* Exercise requirements:
All that should appear is the run of lines from the one containing "on the chair" through the end of the records, each repeated exactly.
(Provided data)
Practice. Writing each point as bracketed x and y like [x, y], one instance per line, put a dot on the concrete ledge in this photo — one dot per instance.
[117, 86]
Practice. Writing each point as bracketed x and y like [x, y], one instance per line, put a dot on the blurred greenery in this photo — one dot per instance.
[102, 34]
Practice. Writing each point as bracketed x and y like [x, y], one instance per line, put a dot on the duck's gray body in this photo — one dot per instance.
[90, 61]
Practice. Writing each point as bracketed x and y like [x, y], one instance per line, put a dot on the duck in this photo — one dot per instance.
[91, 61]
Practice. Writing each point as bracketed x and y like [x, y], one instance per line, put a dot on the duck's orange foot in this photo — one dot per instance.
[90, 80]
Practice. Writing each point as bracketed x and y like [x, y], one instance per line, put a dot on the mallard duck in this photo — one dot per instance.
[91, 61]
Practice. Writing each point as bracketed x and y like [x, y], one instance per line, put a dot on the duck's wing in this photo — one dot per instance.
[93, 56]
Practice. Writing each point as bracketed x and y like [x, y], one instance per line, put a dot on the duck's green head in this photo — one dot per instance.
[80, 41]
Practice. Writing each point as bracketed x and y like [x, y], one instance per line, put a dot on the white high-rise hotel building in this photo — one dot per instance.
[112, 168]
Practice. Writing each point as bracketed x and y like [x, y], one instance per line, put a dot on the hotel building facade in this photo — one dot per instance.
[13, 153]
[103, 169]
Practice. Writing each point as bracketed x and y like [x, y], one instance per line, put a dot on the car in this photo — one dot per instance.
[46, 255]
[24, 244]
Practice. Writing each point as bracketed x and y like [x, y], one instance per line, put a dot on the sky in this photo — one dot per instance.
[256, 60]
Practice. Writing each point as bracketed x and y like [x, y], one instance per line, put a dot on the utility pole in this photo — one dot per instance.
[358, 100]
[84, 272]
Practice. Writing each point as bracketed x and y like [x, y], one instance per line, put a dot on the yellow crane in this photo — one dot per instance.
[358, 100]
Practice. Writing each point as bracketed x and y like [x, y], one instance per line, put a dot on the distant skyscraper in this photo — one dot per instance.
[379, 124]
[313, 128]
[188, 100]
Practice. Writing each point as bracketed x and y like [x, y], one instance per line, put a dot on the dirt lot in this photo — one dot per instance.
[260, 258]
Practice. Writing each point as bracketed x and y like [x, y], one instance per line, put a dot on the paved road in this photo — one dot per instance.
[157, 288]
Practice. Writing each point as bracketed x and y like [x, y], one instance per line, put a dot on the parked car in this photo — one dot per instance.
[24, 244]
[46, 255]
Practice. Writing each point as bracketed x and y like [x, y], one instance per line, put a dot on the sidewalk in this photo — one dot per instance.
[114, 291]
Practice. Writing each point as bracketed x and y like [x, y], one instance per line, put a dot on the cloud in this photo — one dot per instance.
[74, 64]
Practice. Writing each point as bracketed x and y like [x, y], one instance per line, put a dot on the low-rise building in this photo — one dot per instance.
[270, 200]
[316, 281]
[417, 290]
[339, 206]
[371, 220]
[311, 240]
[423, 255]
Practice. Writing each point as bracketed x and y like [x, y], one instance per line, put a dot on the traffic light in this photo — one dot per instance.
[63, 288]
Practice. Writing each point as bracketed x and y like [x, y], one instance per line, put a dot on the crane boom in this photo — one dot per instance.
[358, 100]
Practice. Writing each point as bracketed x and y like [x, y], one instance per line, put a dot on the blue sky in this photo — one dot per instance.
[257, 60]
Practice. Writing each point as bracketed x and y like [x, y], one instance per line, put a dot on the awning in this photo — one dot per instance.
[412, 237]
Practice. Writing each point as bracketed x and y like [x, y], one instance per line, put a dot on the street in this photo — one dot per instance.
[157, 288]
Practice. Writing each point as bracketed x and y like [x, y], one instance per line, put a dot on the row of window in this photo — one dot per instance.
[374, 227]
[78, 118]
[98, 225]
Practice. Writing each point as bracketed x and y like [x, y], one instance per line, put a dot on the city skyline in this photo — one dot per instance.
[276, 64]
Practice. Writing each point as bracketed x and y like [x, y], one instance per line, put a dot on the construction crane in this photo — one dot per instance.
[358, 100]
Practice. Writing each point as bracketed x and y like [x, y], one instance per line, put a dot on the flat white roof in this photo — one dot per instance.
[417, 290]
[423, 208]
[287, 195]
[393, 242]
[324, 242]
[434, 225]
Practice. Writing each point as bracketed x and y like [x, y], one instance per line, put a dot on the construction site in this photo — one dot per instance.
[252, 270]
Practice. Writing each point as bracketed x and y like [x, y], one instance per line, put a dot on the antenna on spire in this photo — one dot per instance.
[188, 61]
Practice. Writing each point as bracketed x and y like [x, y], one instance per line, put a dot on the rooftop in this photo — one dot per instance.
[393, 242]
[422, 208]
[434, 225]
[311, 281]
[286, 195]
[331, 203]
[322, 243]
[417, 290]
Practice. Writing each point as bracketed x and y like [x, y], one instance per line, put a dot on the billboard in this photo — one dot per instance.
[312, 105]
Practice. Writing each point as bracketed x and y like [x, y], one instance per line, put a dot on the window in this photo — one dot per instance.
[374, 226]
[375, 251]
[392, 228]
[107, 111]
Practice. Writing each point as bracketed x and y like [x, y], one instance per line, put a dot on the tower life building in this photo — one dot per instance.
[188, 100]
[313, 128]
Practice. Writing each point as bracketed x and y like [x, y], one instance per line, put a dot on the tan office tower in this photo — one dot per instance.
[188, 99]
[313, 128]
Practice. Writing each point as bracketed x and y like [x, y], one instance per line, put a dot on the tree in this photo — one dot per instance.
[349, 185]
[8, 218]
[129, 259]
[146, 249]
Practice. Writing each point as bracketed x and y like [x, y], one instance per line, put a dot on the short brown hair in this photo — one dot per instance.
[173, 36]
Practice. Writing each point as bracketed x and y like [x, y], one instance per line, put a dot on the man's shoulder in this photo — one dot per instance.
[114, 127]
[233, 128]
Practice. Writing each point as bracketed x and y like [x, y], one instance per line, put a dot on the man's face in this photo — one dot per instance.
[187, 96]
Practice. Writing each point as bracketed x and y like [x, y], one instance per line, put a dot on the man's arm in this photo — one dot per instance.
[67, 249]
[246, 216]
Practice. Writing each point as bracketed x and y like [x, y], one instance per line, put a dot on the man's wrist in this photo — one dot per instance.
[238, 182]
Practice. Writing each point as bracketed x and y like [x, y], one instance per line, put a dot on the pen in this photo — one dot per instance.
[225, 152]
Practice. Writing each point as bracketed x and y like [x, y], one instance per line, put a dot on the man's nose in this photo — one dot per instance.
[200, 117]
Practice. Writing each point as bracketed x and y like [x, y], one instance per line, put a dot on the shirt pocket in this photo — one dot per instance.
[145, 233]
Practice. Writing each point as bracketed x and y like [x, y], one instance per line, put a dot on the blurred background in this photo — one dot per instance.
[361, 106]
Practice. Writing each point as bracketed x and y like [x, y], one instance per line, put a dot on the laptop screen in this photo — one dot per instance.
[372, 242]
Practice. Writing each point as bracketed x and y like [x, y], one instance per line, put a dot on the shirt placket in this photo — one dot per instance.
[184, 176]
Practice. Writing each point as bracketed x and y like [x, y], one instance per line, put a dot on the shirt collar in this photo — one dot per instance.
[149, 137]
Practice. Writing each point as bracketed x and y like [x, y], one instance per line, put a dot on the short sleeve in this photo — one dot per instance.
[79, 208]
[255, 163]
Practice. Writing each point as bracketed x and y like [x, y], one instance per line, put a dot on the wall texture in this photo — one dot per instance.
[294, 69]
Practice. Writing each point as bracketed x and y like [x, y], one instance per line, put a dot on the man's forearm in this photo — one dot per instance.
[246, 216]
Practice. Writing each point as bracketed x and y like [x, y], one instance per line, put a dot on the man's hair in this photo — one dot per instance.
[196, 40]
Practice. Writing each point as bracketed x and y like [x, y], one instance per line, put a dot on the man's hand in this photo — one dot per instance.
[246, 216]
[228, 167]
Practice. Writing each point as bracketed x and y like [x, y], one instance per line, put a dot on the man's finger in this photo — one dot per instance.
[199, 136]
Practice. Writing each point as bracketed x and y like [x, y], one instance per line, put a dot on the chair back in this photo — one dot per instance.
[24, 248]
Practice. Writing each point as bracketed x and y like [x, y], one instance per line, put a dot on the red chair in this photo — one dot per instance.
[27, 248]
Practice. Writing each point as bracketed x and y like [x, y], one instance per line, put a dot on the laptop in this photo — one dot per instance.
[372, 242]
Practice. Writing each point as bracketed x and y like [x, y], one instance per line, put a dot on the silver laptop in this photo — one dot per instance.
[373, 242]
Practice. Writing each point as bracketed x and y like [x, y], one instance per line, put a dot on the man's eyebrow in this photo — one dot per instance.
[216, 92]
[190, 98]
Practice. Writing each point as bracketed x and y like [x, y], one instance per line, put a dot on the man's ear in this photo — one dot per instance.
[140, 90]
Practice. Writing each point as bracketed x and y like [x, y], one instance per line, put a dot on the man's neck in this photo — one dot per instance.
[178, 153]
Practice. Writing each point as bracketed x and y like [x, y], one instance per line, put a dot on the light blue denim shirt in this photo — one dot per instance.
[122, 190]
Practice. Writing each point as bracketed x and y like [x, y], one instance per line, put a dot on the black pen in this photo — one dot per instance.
(End Provided data)
* Response to this task:
Practice. Writing each point as bracketed x and y like [x, y], one instance per line, put a dot on the chair back in this photo — one dot per instance.
[24, 248]
Practice. Writing each point as bracketed x and y like [x, y], one instance per line, put a dot on the red chair in this photo — one dot per instance.
[27, 248]
Practice. Writing each point as bracketed x and y like [x, y], one instance per line, put a dot on the laptop in this photo — one dot per instance.
[372, 242]
Practice. Writing each point as bracketed x and y like [x, y], one instance per line, put a dot on the silver laptop in this photo — one dot per instance.
[373, 242]
Practice. Writing each point as bracketed x and y like [x, y], one instance per line, put a dot on the man's eyebrow in this photo — one dot per instance.
[216, 92]
[190, 98]
Practice. Writing each point as bracketed x and y like [x, y], one instance per line, put a dot on the man's ear in this photo — one dot per instance.
[140, 90]
Practice. Writing each point as bracketed x and y like [x, y], one instance per line, put a dot on the man's neck in this photo — one dot per instance.
[178, 153]
Practice. Writing each point as bracketed x and y like [x, y], one instance per line, put a dot on the light blue denim shirt in this photo — one dot per instance.
[122, 190]
Practice. Writing each point as bracketed x and y like [x, y], one instance per line, put a dot on the black pen in this photo — one dot per instance.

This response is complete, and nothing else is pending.